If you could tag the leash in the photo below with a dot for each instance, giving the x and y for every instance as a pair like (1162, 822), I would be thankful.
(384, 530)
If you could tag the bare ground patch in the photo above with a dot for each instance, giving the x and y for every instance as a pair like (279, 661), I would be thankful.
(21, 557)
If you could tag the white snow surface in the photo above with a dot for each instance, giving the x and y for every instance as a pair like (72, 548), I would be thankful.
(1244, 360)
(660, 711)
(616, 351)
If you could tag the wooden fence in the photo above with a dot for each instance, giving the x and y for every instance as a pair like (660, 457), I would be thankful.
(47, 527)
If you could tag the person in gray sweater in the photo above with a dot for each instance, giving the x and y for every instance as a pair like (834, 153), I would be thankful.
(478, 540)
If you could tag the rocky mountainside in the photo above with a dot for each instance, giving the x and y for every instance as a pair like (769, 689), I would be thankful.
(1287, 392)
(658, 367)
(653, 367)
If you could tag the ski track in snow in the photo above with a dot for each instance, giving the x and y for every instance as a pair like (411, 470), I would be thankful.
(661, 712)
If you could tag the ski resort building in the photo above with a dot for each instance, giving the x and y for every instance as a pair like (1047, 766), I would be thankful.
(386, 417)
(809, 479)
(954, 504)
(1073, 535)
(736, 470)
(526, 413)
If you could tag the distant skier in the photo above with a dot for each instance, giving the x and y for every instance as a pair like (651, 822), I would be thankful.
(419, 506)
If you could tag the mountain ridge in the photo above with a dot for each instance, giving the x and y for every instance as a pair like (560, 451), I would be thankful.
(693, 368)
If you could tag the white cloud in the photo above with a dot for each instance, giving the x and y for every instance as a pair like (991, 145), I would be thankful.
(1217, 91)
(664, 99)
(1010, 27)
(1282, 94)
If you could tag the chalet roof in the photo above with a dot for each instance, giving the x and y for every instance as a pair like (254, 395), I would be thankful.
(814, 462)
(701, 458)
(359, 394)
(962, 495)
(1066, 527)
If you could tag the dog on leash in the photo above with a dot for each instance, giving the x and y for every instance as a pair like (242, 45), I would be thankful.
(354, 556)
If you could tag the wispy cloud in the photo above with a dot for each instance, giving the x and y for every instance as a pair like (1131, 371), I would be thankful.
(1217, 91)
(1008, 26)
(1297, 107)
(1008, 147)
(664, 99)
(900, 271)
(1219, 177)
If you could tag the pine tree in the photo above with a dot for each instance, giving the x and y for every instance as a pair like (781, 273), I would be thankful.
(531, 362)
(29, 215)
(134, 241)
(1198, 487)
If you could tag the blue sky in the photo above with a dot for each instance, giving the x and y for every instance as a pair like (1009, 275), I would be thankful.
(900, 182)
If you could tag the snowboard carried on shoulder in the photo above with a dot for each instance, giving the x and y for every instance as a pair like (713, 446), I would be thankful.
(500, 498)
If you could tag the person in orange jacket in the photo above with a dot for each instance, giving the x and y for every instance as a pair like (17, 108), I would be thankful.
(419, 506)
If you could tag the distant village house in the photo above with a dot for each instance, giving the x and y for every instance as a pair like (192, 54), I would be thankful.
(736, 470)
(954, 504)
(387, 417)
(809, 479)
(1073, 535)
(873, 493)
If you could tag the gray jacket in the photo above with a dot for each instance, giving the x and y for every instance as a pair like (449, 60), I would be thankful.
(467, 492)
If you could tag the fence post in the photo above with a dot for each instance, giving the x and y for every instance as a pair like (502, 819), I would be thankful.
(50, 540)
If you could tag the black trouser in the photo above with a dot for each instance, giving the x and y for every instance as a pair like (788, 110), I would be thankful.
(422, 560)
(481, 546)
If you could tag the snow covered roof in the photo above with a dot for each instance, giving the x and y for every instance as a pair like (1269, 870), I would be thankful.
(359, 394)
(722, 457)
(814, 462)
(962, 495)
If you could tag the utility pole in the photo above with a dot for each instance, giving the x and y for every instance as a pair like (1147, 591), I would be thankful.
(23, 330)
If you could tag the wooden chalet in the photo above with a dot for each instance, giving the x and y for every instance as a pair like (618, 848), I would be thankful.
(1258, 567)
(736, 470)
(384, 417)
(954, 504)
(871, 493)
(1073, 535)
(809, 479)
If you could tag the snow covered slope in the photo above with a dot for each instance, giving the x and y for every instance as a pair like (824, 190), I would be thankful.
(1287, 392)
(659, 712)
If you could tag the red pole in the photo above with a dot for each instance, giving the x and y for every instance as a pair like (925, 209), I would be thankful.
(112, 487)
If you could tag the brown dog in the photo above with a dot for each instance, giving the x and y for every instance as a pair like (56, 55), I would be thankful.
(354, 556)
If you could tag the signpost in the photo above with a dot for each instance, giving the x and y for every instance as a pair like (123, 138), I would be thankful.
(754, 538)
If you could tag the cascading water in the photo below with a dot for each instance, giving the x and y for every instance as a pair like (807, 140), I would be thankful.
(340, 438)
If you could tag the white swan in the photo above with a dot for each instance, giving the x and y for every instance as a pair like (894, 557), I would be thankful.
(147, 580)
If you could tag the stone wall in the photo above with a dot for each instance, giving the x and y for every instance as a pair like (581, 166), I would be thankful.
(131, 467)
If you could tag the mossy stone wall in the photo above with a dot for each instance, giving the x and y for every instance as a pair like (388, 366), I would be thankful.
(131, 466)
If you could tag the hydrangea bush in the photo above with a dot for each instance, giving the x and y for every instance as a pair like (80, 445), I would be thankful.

### WHAT THIS TASK INVOLVES
Please copy all of the records above character for character, changing nothing.

### TASK OUTPUT
If you could tag the leash in the photo below with a dot for each instance, giving the x and y for every instance as a pair like (1162, 822), I would be thankful.
(384, 530)
If you could tag the bare ground patch in the photo above with a dot for each instance, giving the x and y for every instance as a pair like (279, 661), I would be thankful.
(21, 557)
If you could tag the white snow surface in the photo above with a dot for each instance, giving the x and y for every instance as a pair like (72, 548), I would be thankful.
(1244, 360)
(660, 711)
(616, 351)
If you could tag the wooden fence in the photo above with a dot for each instance, giving the x and y for every instance as a pair like (660, 457), I would be thankful.
(47, 527)
If you could tag the person in gray sweater in the photo above with a dot for each instance, giving the x and y for every instance as a pair like (834, 153), I would be thankful.
(478, 540)
If you could tag the rocky mountainside in the photo above with a dot for each instance, giving the x and y for every instance as a pair like (769, 689), I would be thankful.
(1287, 392)
(658, 367)
(653, 367)
If you could tag the ski track in snow in the photo above with a dot for each instance, giving the x and y for every instance as a pair like (411, 470), I would be thankful.
(661, 712)
If you could tag the ski resort building in the photo above with a dot for each instance, giving the x and y for every instance as a pair like (1047, 766), I would be thankful.
(386, 417)
(809, 479)
(954, 504)
(1073, 535)
(736, 470)
(526, 413)
If you could tag the distant skier in the photo above with a dot for each instance, giving the x and y for every instance as a pair like (651, 822), I would be thankful.
(419, 506)
If you could tag the mountain ridge in the photo above with a dot for each instance, giving the x and y for every instance as a pair like (560, 451), I would be thankful.
(693, 368)
If you could tag the white cloud in the photo above with a dot for each instance, giving the x and y for every instance as a pair like (991, 145), I would be thankful.
(1217, 91)
(664, 99)
(1010, 27)
(1282, 94)
If you could tag the chalet roof in the photo above with a dot for each instance, giving the x and y for every instance as a pair like (254, 395), I would be thankful.
(814, 462)
(701, 458)
(359, 394)
(962, 495)
(1066, 527)
If you could tag the dog on leash in the photo above with a dot for each instance, giving the x and y for every instance as a pair like (242, 45), I would be thankful.
(354, 556)
If you could tag the wispy cloud in the photo above with a dot for each instance, giving the x and y for every instance as a pair like (1131, 371), I would be thankful.
(1217, 91)
(1008, 26)
(1297, 107)
(1008, 147)
(664, 99)
(900, 271)
(1219, 177)
If you could tag the pine tree in the photo above with a dot for each instance, giving the x and y for every instance as a pair like (781, 273), I would be thankful.
(531, 362)
(29, 215)
(134, 241)
(1198, 487)
If you could tag the blue sky in the photo above with a dot for each instance, giving the x and y for every instance as a pair like (1009, 275), I would be thankful.
(900, 182)
If you could tag the snowboard carried on shoulder in the photo above with a dot for each instance, giving the x and y for every instance as a pair like (713, 446), I would be thankful.
(500, 498)
If you could tag the person in orange jacket in the photo above with a dot for each instance, giving the x and y for every instance as a pair like (17, 108), I would be thankful.
(419, 506)
If you could tag the distant village house in the photo above with a dot for each instance, giving the x and y for every instance as a pair like (192, 54), I would be thankful.
(736, 470)
(954, 504)
(387, 417)
(809, 479)
(1073, 535)
(873, 493)
If you could tag the gray jacket in the photo above with a dot for each instance, giving the x and y for every instance as a pair like (449, 60), I would be thankful.
(467, 492)
If you could tag the fence post in the photo above with a dot for each instance, giving the x and y for every instance as a pair like (502, 819), I would be thankful.
(50, 540)
If you could tag the black trouser in the photo above with a dot for each instance, giving the x and y for every instance as a pair like (788, 110), I would be thankful.
(422, 560)
(481, 546)
If you could tag the snow covered roof in the photo above with a dot for each instance, giving the x and y for every instance as a pair like (1269, 870), I would be thankful.
(359, 394)
(722, 457)
(814, 462)
(962, 495)
If you could tag the utility pole in the photo above with a dot for each instance, giving the x and y for every instance as a pair like (1147, 591), I would be thankful.
(23, 330)
If you could tag the wooden chalet in the photo above with a dot for each instance, giving the x and y for every instance as a pair like (618, 848), I would be thankful.
(1258, 567)
(736, 470)
(384, 417)
(954, 504)
(871, 493)
(1073, 535)
(809, 479)
If you could tag the snow covered slope in the photo above with a dot for each instance, giving the x and y for every instance as a pair like (824, 190), I would be thankful.
(1287, 392)
(659, 712)
If you could tag the red pole in the photo above with a dot for each instance, giving the x and y for every instance as a pair like (925, 209), I would be thankful.
(112, 487)
If you could tag the brown dog in the photo above with a dot for each instance, giving the x and y for every instance as a pair like (56, 55), I would be thankful.
(354, 556)
If you could tag the signpost in the photo above with a dot for each instance, giving the x and y for every instance as a pair like (123, 138), I would be thankful.
(754, 538)
If you could tag the cascading water in the photo below with a dot for each instance, giving the x and y for every instance as a pair like (807, 140), I would be thankful.
(340, 438)
If you could tag the white swan in the photo above with a dot for each instance, giving the x and y for every instance as a pair like (894, 557), I would be thankful.
(147, 580)
If you could tag the stone wall in the photo above with a dot for each instance, giving the x and y for every instance as a pair like (581, 166), I would be thankful.
(131, 467)
If you could tag the mossy stone wall in the photo above with a dot for each instance, giving the x and y for every instance as a pair like (388, 366), I would be thankful.
(131, 466)
If you could tag the hydrangea bush in the photo above with a dot for each instance, giving the x and y for every instance as a pair like (80, 445), I would be thankful.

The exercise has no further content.